Text excerpt:

Each subject participated in all experiments, allowing an extensive within-subject analysis. The lateral and polar precision was analyzed using a linear mixed-effects model. FBC data was analyzed with a mixed-effects logistic regression. For both model types, the subject was treated as a random variable. Stimulus type and rotation type, as well as the interaction between the two, were treated as fixed variables. As a follow-up analysis, the estimated (least-squares) marginal means were compared, using Tukey's adjustment for multiplicity. The statistical significance was considered below the levels of p of 0.05 as significant and p of 0.001 as highly significant. These statistical analyses were run in R version 4.2.1 (R Core Team, 2020).

3. Results

3.1. Head rotations

Nine thousand nine hundred eighty-four responses were collected each for yaw and pitch rotation. They were checked for the head-movement related outliers. After the clean-up, 8,488 localization responses were obtained for yaw rotation and 8,364 estimates were obtained for pitch rotation. Subjects NH919 and NH1016 showed extremely slow head rotations compared to the other subjects, i.e., almost all trials employed a head rotation speed below 30°/s. Still, there was no evidence that justified removing these data.

Work instructions:
Please return the part of the head-rotation study text between "Each subject participated" and "Core Team, 2020).", inclusive, copied word for word.

Dataset rows:
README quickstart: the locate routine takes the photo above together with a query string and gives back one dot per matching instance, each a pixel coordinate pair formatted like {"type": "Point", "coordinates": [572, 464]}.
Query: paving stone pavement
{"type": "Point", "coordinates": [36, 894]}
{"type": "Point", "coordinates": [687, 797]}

...

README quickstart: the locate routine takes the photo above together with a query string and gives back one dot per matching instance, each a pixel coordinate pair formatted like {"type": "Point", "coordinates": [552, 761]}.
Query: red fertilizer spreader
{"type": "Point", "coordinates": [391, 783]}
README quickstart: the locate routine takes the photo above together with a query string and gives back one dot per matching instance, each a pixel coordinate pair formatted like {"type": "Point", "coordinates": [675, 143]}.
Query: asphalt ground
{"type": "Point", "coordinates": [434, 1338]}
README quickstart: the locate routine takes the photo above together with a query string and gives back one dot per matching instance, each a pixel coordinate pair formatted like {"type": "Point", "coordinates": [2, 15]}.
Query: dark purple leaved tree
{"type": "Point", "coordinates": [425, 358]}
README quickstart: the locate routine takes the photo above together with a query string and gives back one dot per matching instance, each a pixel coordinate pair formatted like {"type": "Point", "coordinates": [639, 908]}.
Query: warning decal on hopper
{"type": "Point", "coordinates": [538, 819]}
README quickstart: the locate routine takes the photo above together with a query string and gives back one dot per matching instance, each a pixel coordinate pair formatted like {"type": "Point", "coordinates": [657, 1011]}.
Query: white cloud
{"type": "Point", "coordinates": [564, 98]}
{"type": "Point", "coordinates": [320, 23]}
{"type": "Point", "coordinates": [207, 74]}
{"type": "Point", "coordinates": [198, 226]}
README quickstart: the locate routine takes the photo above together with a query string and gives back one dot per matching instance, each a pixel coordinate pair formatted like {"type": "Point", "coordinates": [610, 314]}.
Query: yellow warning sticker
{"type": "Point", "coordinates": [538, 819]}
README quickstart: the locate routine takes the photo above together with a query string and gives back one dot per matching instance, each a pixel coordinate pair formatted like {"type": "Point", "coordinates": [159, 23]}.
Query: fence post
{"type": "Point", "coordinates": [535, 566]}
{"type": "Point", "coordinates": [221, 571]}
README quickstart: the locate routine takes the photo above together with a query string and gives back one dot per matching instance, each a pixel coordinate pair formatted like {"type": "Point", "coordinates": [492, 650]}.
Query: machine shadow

--

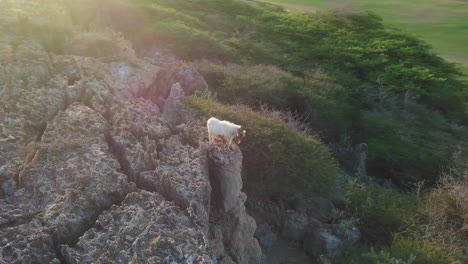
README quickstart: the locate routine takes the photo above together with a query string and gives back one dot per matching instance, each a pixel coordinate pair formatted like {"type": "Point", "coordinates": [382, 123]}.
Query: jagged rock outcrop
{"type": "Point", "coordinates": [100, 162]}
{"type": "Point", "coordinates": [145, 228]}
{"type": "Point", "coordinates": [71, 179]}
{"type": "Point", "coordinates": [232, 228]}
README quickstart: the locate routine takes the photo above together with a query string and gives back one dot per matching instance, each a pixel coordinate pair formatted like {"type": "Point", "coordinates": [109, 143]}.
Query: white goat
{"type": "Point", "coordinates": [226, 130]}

Result of this exercise:
Each subject participated in all experiments, allowing an extensive within-subject analysis. The lateral and polar precision was analyzed using a linear mixed-effects model. FBC data was analyzed with a mixed-effects logistic regression. For both model types, the subject was treated as a random variable. Stimulus type and rotation type, as well as the interaction between the two, were treated as fixed variables. As a follow-up analysis, the estimated (least-squares) marginal means were compared, using Tukey's adjustment for multiplicity. The statistical significance was considered below the levels of p of 0.05 as significant and p of 0.001 as highly significant. These statistical analyses were run in R version 4.2.1 (R Core Team, 2020).